'''
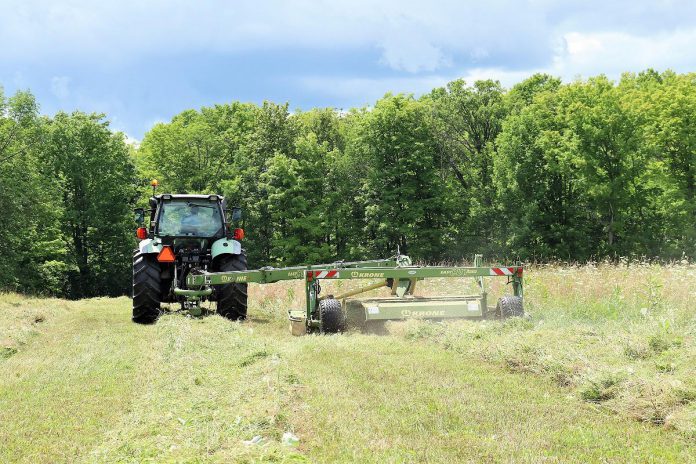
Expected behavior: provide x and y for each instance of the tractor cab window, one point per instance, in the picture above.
(190, 218)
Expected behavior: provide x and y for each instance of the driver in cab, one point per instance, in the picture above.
(193, 219)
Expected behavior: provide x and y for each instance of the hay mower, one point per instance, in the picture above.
(190, 253)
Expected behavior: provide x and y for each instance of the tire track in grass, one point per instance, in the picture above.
(383, 399)
(65, 389)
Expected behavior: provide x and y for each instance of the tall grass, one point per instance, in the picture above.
(618, 336)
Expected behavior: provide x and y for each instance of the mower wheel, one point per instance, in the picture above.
(232, 298)
(146, 288)
(509, 306)
(331, 316)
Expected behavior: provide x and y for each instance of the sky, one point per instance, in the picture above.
(143, 61)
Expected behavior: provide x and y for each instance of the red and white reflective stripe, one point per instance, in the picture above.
(325, 274)
(506, 271)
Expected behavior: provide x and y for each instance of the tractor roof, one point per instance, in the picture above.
(185, 196)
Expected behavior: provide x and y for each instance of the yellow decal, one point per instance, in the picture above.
(409, 313)
(366, 275)
(233, 279)
(457, 272)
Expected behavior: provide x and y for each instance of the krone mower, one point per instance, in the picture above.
(190, 252)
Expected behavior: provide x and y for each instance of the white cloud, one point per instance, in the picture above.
(612, 53)
(413, 35)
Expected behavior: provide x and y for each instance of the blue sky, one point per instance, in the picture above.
(142, 62)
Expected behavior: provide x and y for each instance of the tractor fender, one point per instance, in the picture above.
(150, 245)
(225, 246)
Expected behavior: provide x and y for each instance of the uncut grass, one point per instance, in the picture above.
(622, 337)
(102, 389)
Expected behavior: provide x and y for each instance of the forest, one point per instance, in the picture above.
(592, 169)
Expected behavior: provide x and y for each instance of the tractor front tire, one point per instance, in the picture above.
(232, 298)
(509, 306)
(331, 317)
(146, 288)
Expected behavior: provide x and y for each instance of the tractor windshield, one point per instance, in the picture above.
(189, 218)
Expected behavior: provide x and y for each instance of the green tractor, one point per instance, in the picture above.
(187, 235)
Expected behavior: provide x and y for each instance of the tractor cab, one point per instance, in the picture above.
(187, 234)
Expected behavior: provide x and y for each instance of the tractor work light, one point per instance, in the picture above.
(141, 233)
(166, 255)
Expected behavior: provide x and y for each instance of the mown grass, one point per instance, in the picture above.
(602, 371)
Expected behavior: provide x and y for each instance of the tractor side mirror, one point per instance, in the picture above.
(139, 215)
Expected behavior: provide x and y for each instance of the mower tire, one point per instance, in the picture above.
(331, 317)
(232, 298)
(509, 306)
(146, 288)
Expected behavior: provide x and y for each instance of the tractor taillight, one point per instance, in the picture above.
(166, 255)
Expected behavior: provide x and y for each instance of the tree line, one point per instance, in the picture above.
(590, 169)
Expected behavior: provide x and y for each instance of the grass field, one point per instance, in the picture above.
(603, 371)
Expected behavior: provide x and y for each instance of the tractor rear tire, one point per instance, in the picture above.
(146, 288)
(232, 298)
(331, 316)
(509, 306)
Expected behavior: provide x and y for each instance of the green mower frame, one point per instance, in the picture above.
(328, 314)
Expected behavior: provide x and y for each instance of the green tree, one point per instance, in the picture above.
(401, 190)
(467, 120)
(96, 179)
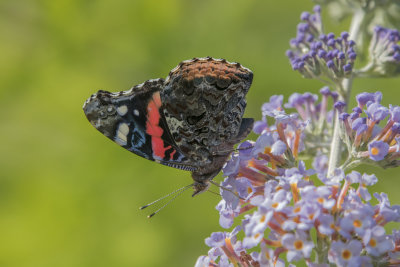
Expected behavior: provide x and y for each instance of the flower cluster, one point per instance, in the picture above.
(384, 52)
(318, 55)
(313, 116)
(286, 213)
(324, 215)
(365, 140)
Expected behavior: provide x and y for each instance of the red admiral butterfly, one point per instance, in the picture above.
(190, 121)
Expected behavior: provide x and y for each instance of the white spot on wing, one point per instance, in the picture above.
(122, 132)
(122, 110)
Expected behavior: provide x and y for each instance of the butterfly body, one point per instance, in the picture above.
(190, 121)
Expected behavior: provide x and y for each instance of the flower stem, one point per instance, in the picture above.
(336, 144)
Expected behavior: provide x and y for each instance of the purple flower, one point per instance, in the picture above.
(345, 254)
(376, 242)
(311, 50)
(384, 52)
(299, 245)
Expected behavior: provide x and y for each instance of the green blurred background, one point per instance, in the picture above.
(68, 195)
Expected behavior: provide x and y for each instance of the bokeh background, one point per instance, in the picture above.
(68, 195)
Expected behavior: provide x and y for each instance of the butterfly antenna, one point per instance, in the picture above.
(215, 193)
(227, 189)
(161, 198)
(183, 189)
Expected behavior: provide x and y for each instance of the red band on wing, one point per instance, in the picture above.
(152, 126)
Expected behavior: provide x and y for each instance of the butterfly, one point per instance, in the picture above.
(190, 121)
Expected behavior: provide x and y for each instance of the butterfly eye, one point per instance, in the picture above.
(102, 114)
(111, 110)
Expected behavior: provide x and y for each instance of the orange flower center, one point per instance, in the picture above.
(357, 223)
(372, 243)
(346, 254)
(298, 244)
(374, 151)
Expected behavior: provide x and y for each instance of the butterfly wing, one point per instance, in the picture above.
(133, 120)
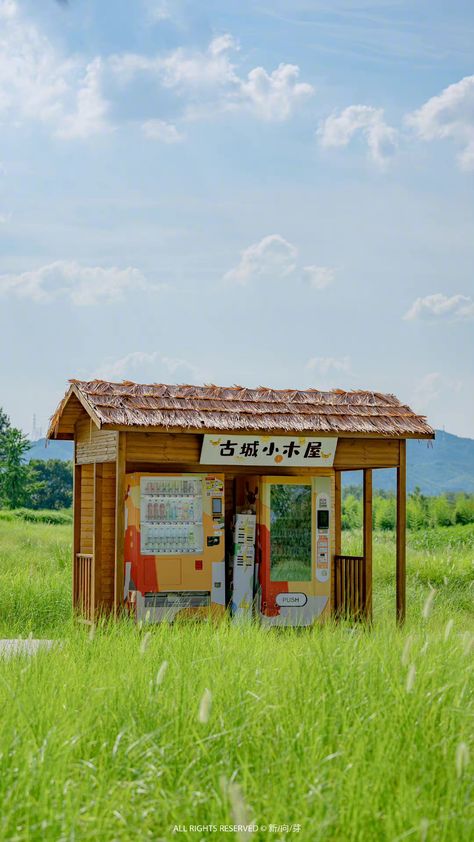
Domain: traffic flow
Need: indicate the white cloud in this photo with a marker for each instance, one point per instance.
(274, 258)
(439, 306)
(319, 277)
(91, 113)
(449, 115)
(324, 365)
(208, 80)
(82, 285)
(273, 96)
(82, 97)
(151, 367)
(339, 129)
(162, 131)
(33, 78)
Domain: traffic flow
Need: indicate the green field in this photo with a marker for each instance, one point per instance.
'''
Write the data out again exactly, but without its images.

Expected behavior: provide x and y for each instance of the tractor cab window, one point per instance, in the picture above.
(190, 218)
Expected behavior: provide x and y for each instance of the driver in cab, one point per instance, in the picture above.
(193, 219)
Expected behavior: provide x and y for each instance of the hay mower, one point per instance, in the picture above.
(190, 253)
Expected behavior: provide x and y for each instance of the tire track in grass, one point per instance, in the picture above.
(383, 399)
(65, 389)
Expected behavior: provide x and y for each instance of the tall grass, one point per instance, in the picture above.
(618, 336)
Expected behavior: provide x and y for each instance of the mower wheel, one point per instance, in the picture above.
(232, 298)
(146, 288)
(509, 306)
(331, 316)
Expected behavior: provide x and y for each instance of the sky, one point per instance, in the picture above.
(143, 61)
Expected behavior: provide x and y for each instance of the red and white reflective stripe, one point per instance, in the picture above.
(325, 274)
(506, 271)
Expected behavior: provide x and y for each instance of the tractor roof, one point per instance, in the picture above.
(185, 196)
Expected behavior: provide x and y for each instance of the yellow decal, one point per instance, in the picture above.
(409, 313)
(366, 275)
(233, 279)
(457, 272)
Expected behavior: provide x and y for each instance of the krone mower, one point per instance, in the picture above.
(190, 252)
Expected behavior: provide x and y for each instance of the white cloud, one point per instance, in the picture above.
(612, 53)
(413, 35)
Expected behavior: provide x and y for each instance of the blue sky, one point per instance, in the picture above.
(142, 62)
Expected behavior: provide x and y for each instance of the tractor fender, one point per instance, in the picture above.
(150, 245)
(225, 246)
Expected behavior: provide x and y for each instance of the uncut grass, one point per instance, in the picture above.
(622, 337)
(102, 389)
Expected behavior: provide x and y for each instance of the forest, one point per instance, in the picture above.
(592, 169)
Expected behavior: provide x and y for each instance of the tractor front tire, one point per instance, in the picture above.
(232, 298)
(509, 306)
(331, 317)
(146, 288)
Expected behavior: provide x and y for each instance of the tractor windshield, one point per instance, in the picture above.
(189, 218)
Expected behavior: provide x and y for each instance of the green tractor, one point per instance, in the picture above.
(187, 235)
Expected behavior: provide x and y for each instance of the tractor cab, one point per instance, in the picture above.
(187, 234)
Expected behavior: provide x and y for each instance of the tractor work light, one point per instance, in the picture above.
(141, 233)
(166, 255)
Expected behavior: provide x and y for each instance of the mown grass, one point per instance, in the picture above.
(602, 371)
Expected behavior: provide x and y for each instance of the tractor side mirror, one point per instance, in the picture above.
(139, 215)
Expected behavior: provide x and y for each instance of the mower tire, one point per instance, in the picture above.
(331, 317)
(232, 298)
(509, 306)
(146, 288)
Expected behavior: provide x and y for each instance of the tractor taillight, one point per instance, in the picture above.
(166, 255)
Expected behavior: provide x and y for each instance of the tree line, one point per instance, in the picture above.
(590, 169)
Expected behavior: provide x and y for each instance of the grass field, one point per instance, in the picture above.
(603, 371)
Expected behavior: provide x and y for each instance of the tractor rear tire, one point per instance, in the picture above.
(146, 288)
(232, 298)
(331, 316)
(509, 306)
Expected behavior: provide x and y for each instance of the green mower frame, one point per instance, in the picture above.
(328, 314)
Expected behavior: provide x and y for each instance of the green tree, one point per instance, in the picture above.
(401, 190)
(467, 120)
(96, 179)
Expected behavior: provide x and y for each instance of the flower cluster, one point per instance, in the picture above.
(384, 52)
(318, 55)
(313, 116)
(286, 213)
(324, 215)
(365, 140)
Expected behavior: provide x and y for each instance of the red admiral butterfly, one point per instance, in the picture above.
(190, 121)
Expected behavior: provide x and y for each instance of the white spot on wing, one point per instance, in the picture above.
(122, 132)
(122, 110)
Expected behavior: provide x and y for each instance of the butterfly body, one point per instance, in the picture above.
(190, 121)
Expected behavior: provide x and y for each instance of the flower stem, one point per instance, in the picture above.
(336, 144)
Expected behavior: provide x and y for each instance of the purple flower, one point per instance, in the picture above.
(345, 254)
(376, 242)
(311, 50)
(384, 52)
(299, 245)
Expected behavior: provide x and y for each instance of the green blurred background, one point per instance, in the picture above.
(68, 195)
Expected behavior: provide x and y for each instance of the bokeh background, one point per instance, in the picture above.
(68, 195)
Expected behavior: provide x and y for each instance of the butterfly antenna, one point per instance, in the picture above.
(215, 193)
(227, 189)
(161, 198)
(183, 189)
Expected behavior: provide x and y for each instance of the red band on wing, one point per instance, in the picture above.
(152, 126)
Expected behavior: provide x and y for each instance of the butterfly, one point per instance, in the picture above.
(190, 121)
Expected behavior: provide x and y for each instance of the butterfly eye, one point per instance, in the picture above.
(102, 114)
(111, 110)
Expected behavior: provide x and y for each instance of the orange flower center, one point per instance, in the picture above.
(357, 223)
(372, 243)
(346, 254)
(298, 244)
(374, 151)
Expected behavior: provide x and y for each instance of the butterfly wing, one point per instance, in the picture above.
(133, 120)
Domain: traffic flow
Need: indicate the white cloud in this photo with a marker for each instance, one point per instance.
(274, 258)
(439, 306)
(319, 277)
(91, 113)
(449, 115)
(324, 365)
(208, 80)
(82, 285)
(273, 96)
(82, 97)
(151, 367)
(339, 129)
(162, 131)
(33, 78)
Domain: traffic flow
Need: indicate the green field in this photo with a marker for each instance, one point per instance.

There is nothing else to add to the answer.